» YOUR TASK: Exact reproduction is required for all entries.
---------- DATA EXCERPTS
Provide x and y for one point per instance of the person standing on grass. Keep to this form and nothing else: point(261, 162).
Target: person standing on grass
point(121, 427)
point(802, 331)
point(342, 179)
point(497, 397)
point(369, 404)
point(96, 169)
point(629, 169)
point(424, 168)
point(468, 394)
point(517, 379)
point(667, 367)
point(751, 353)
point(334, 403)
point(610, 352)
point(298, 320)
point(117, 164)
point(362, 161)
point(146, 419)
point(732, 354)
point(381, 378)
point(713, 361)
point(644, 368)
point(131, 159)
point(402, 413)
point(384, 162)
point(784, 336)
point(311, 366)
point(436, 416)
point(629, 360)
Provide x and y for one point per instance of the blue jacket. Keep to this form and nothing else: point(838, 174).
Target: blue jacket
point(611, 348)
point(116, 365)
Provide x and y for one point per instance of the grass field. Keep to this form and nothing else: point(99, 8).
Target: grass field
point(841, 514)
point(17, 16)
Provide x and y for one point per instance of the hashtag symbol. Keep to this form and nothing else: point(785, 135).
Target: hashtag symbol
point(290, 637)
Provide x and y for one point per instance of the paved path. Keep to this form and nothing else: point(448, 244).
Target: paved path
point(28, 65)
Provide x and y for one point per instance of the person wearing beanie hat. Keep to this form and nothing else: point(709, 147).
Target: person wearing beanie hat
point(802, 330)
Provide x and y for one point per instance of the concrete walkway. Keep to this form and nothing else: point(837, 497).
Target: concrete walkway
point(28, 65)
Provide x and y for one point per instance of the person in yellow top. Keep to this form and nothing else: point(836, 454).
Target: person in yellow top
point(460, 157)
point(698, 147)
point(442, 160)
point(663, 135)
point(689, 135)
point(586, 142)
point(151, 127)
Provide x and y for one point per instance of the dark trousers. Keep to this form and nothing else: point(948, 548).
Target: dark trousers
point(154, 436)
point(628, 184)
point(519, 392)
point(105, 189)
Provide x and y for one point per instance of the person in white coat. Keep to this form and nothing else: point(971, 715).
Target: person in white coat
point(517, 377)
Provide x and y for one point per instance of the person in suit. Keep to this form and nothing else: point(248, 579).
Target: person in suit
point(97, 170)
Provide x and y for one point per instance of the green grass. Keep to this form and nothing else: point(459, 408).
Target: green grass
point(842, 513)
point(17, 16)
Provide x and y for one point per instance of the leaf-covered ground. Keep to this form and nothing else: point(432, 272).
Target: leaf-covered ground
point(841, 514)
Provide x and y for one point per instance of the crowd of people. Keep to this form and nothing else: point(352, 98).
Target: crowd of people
--------------------
» OUTPUT:
Provide x and y for one point per instance of the person standing on grass. Keep to this form and nothing else: point(261, 162).
Target: person standing on grass
point(121, 427)
point(802, 331)
point(342, 179)
point(497, 397)
point(369, 404)
point(96, 169)
point(629, 169)
point(424, 168)
point(468, 394)
point(517, 379)
point(667, 367)
point(751, 353)
point(334, 403)
point(610, 352)
point(298, 320)
point(117, 164)
point(362, 161)
point(146, 419)
point(732, 354)
point(381, 378)
point(713, 361)
point(644, 368)
point(131, 159)
point(402, 413)
point(384, 162)
point(784, 336)
point(311, 366)
point(436, 416)
point(629, 360)
Provide x and y for one point per instance of the blue jacket. Keep to this form and nothing else: point(838, 174).
Target: blue jacket
point(611, 348)
point(116, 365)
Provide x and y for one point per instance of the grass field. Keep to this form and nothing else: point(99, 8).
Target: grass field
point(841, 514)
point(17, 16)
Provide x and y for one point per instance of the hashtag symbol. Keep to this form and nothing else: point(785, 135).
Target: hashtag symbol
point(290, 637)
Provide x and y for one point per instance of the paved path. Keep to this form and nothing else: point(448, 244).
Target: paved path
point(28, 65)
Provide x and y for one point per instance of the person wearing beanie hat. Keep to this form and nothing else: point(709, 147).
Target: person wearing beanie hat
point(802, 330)
Provide x and y for one point per instance of the concrete walkway. Keep to this form and nothing else: point(837, 497).
Target: concrete walkway
point(28, 65)
Provide x and y for one point per instance of the person in yellow top. Keep to this form and nothing else: point(836, 454).
Target: person in yellow top
point(460, 157)
point(698, 147)
point(442, 160)
point(663, 135)
point(689, 135)
point(586, 142)
point(151, 127)
Provide x and y for one point per instance of the dark trousers. Keep to this form and nothing else: point(948, 548).
Target: dark trousers
point(154, 436)
point(628, 184)
point(519, 392)
point(105, 189)
Provide x and y for one point per instance of the person in white coat. Keep to this form and nothing else: point(971, 715).
Target: person in white coat
point(517, 377)
Provide x and y for one point per instance of the person in suit. Keep to this form and nothing else: point(248, 579).
Target: person in suit
point(97, 170)
Provide x and y for one point per instance of the green grass. Keep to this form and nothing else: point(459, 408).
Target: green grass
point(842, 513)
point(17, 16)
Provide x and y for one point per instance of the leaf-covered ground. Keep to this form and nothing else: point(432, 272).
Target: leaf-covered ground
point(841, 514)
Provide x and y for one point per instance of the crowd of people. Keep to this form and nothing else: point(352, 98).
Target: crowd of people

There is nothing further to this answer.